## [RECORDS SUPPLIED]
# # # # # # #
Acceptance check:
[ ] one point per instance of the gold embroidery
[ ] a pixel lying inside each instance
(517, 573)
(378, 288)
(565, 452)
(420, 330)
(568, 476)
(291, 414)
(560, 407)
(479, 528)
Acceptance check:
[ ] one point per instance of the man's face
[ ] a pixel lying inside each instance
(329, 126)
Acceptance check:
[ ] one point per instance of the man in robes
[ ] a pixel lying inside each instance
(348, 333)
# # # # # # #
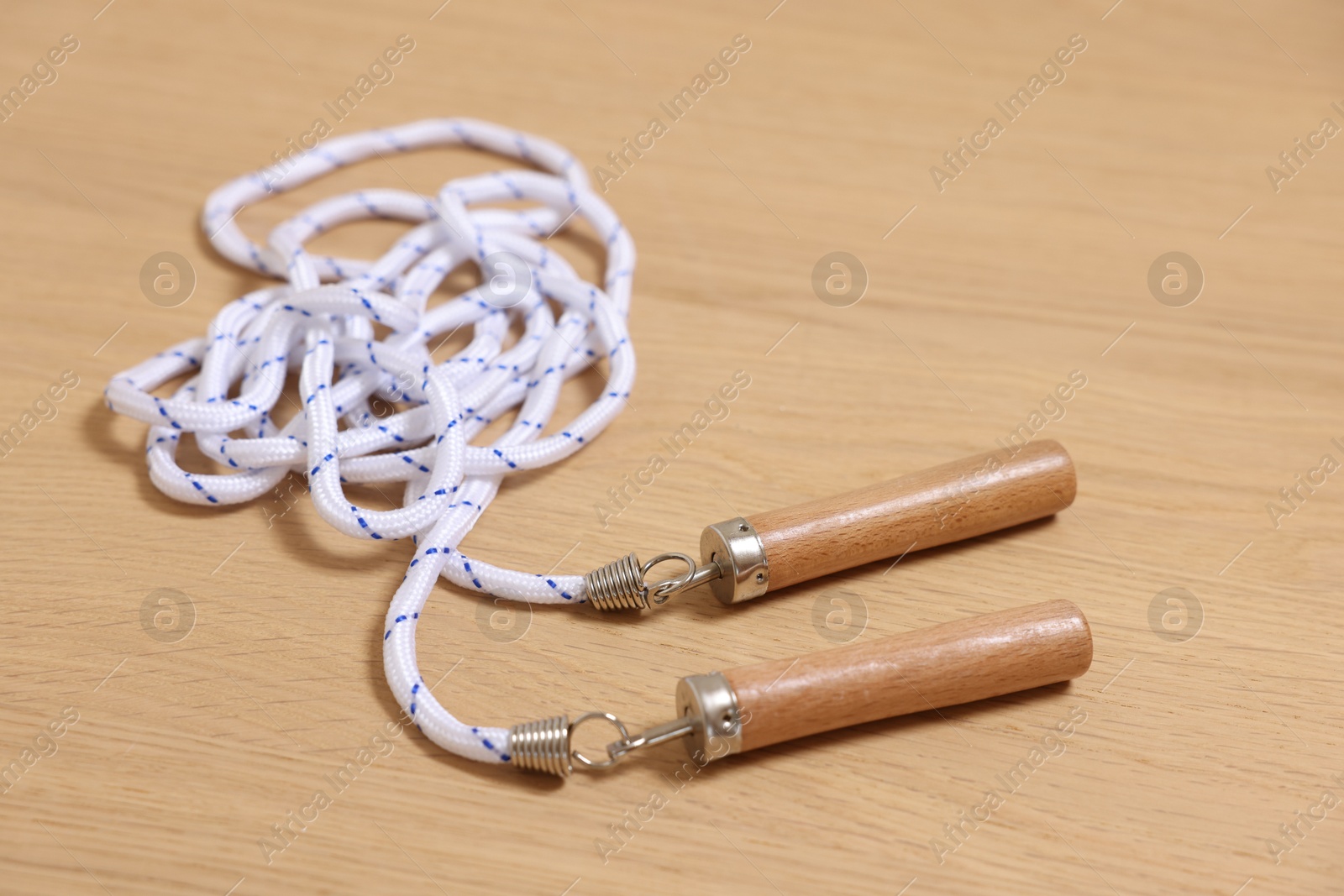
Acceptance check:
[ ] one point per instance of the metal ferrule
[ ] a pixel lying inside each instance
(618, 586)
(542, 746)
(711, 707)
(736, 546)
# # # # # # #
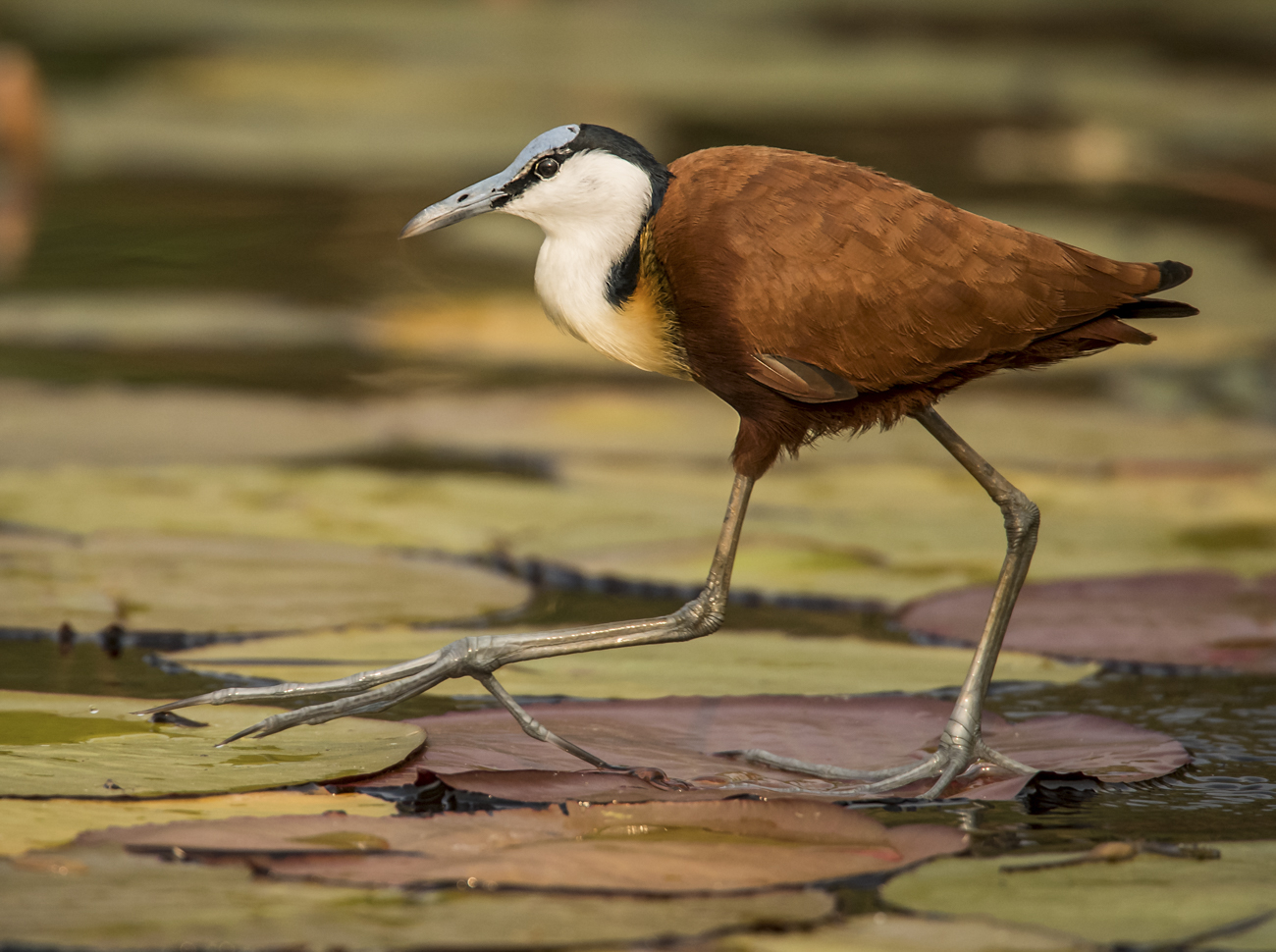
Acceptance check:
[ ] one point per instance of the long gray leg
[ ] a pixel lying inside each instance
# # # # # # #
## [EXERCISE PROMPT]
Please identify every line in the data above that contains the word "point" and copy each of those lines.

## [WRITTEN RESPONSE]
[ ] one point per instance of the gold embroidery
[ ] one point per instance of the man's face
[ ] one point per instance of the man in robes
[ ] one point per instance of the metal ferrule
[ ] one point per instance of the long gray leg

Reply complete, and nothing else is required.